> [PROBLEM TO SOLVE] Restate the entire listing word for word.
** START **
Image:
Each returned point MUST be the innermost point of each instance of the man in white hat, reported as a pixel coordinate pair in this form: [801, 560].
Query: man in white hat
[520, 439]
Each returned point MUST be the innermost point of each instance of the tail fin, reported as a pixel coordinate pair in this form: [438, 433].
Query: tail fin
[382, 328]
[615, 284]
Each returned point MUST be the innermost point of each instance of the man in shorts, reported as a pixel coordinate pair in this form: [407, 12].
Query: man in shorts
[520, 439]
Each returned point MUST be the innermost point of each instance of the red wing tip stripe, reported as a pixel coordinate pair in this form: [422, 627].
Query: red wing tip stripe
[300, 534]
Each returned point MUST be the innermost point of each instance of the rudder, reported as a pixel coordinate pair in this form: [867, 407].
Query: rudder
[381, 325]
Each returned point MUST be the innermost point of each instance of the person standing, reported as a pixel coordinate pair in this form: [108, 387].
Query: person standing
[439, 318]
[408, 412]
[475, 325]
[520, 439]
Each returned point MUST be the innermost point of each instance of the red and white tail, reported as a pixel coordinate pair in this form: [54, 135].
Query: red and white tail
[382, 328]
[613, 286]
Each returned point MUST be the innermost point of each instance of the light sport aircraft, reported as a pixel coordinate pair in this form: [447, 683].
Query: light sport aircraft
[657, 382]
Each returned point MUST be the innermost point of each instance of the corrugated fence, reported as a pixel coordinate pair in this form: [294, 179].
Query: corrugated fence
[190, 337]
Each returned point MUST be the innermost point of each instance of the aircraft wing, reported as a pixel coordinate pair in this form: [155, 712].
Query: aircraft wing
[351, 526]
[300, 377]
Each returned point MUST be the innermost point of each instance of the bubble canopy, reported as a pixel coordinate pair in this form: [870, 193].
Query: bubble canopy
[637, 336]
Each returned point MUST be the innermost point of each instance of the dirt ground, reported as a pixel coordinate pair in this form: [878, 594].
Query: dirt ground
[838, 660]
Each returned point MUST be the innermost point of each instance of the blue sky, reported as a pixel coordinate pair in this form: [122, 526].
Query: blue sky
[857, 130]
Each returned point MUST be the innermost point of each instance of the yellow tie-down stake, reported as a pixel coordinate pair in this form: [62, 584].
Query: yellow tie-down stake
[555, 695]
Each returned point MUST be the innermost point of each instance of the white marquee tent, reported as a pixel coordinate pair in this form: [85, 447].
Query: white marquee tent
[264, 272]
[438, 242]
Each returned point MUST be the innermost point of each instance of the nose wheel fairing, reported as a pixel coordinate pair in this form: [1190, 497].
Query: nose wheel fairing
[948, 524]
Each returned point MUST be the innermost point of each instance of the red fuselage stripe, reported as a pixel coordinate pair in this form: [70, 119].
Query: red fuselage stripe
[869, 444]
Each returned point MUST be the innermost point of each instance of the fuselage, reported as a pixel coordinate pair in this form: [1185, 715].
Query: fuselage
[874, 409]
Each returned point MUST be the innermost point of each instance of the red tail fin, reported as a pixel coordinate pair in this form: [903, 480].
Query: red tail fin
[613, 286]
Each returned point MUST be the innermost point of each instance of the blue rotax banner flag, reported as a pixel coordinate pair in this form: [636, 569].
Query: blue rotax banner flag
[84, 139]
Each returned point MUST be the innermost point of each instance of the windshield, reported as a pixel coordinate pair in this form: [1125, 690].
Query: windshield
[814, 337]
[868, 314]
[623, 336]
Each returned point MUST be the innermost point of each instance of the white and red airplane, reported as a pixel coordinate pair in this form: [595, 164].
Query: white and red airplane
** END **
> [WRITTEN SOLUTION]
Image:
Each returned point MUST be the innermost point of each instance of the man in white hat, reported as a pixel coordinate pair in this form: [801, 560].
Query: man in white hat
[520, 439]
Each returned point MUST be the innermost point of each instance of the tail fin, reported as a pixel coordinate pair in this form: [438, 433].
Query: tail fin
[382, 328]
[615, 284]
Each returned point MUST be the innermost point of each instance of the man in shorts, reported as a pixel coordinate pair in this form: [407, 12].
Query: man in shorts
[520, 439]
Each returned point MUST be the innermost point of each instance of the red wing tip stripe, reported as a pixel coordinate pair in this form: [422, 627].
Query: red wing tip stripe
[300, 534]
Each returned point MUST be the innermost point of each instance of the rudder, reported as a pixel coordinate pair in this form: [867, 407].
Query: rudder
[381, 325]
Each returned point MUST be the innermost point of each instance of the person standing, reported as a pixel coordinate pair in this form: [108, 387].
Query: person standing
[439, 318]
[408, 412]
[475, 325]
[520, 439]
Each returned point MUST be the innermost point of each instance of the red and white tail, reported as a pixel coordinate pair in this form: [54, 135].
Query: red and white tail
[382, 328]
[613, 286]
Each returned point MUST be the innermost point of each instance of the light sport aircraft, reported as a pixel coordinate pair in this form: [447, 683].
Query: light sport aircraft
[657, 382]
Each returned point MUST be the innermost point of each instance of the corrugated fence, reported as a pixel coordinate pair in this form: [294, 179].
Query: corrugated fence
[190, 337]
Each returned point MUST be the innermost point of each instance of the aircraft wing, reported as a pixel coordinate pair in this form: [155, 712].
Query: aircraft wing
[351, 526]
[300, 377]
Each returned point MUST be the innermost point of each instance of the bubble canopy, reported as a pixel coordinate pair in this form: [870, 193].
Query: bubble canopy
[637, 336]
Each returned point MUST be the innermost point of each instance of the dirt ground, reported as a pixel coordinate pair in this form: [878, 594].
Query: dirt ground
[838, 660]
Each returned point MUST be the innermost point of each instance of the blue sky, reported as a pixel coordinate pair in this form: [122, 526].
Query: blue sky
[857, 130]
Each returned point MUST be the innermost point of each instance of the yellow tie-down stake, reported as a pixel coordinate pair in this form: [62, 584].
Query: yellow tie-down stake
[555, 695]
Each returned point MUST be the innermost point of each instance of the white marquee tent, reported as a pixel coordinate pair in this form: [85, 447].
Query: white marquee tent
[264, 272]
[438, 242]
Each returned point MUST be the innermost point of each instance of the nose wheel fairing, reported as a pixel coordinate pair in this form: [1190, 497].
Query: nose wheel fairing
[948, 524]
Each returned point MUST be the innermost point of each instance of the red fuselage stripe, reported as a pixel coordinate pair in this form: [70, 119].
Query: red fuselage stripe
[869, 444]
Each returned point MUST be the innermost point of each instance of the fuselage, reported as a pixel coordinate pair in this form: [1185, 715].
Query: fuselage
[874, 409]
Each returned point MUST be the innermost point of each instance of the red tail fin, reported as a pixel coordinate pair in this form: [903, 480].
Query: red tail fin
[613, 286]
Each returned point MUST be the innermost point of each instance of the blue rotax banner flag, reported as a pixel coordinate pair in this form: [636, 569].
Query: blue rotax banner flag
[84, 139]
Each returned point MUST be the innermost point of each instance of the windshield, reported as a pixel coordinate pair in this form: [1125, 690].
Query: windshield
[814, 337]
[868, 314]
[623, 336]
Each returned point MUST be the innermost point of each instance of the white and red airplane, reported as a pixel coordinate pair in this form: [595, 164].
Query: white and red airplane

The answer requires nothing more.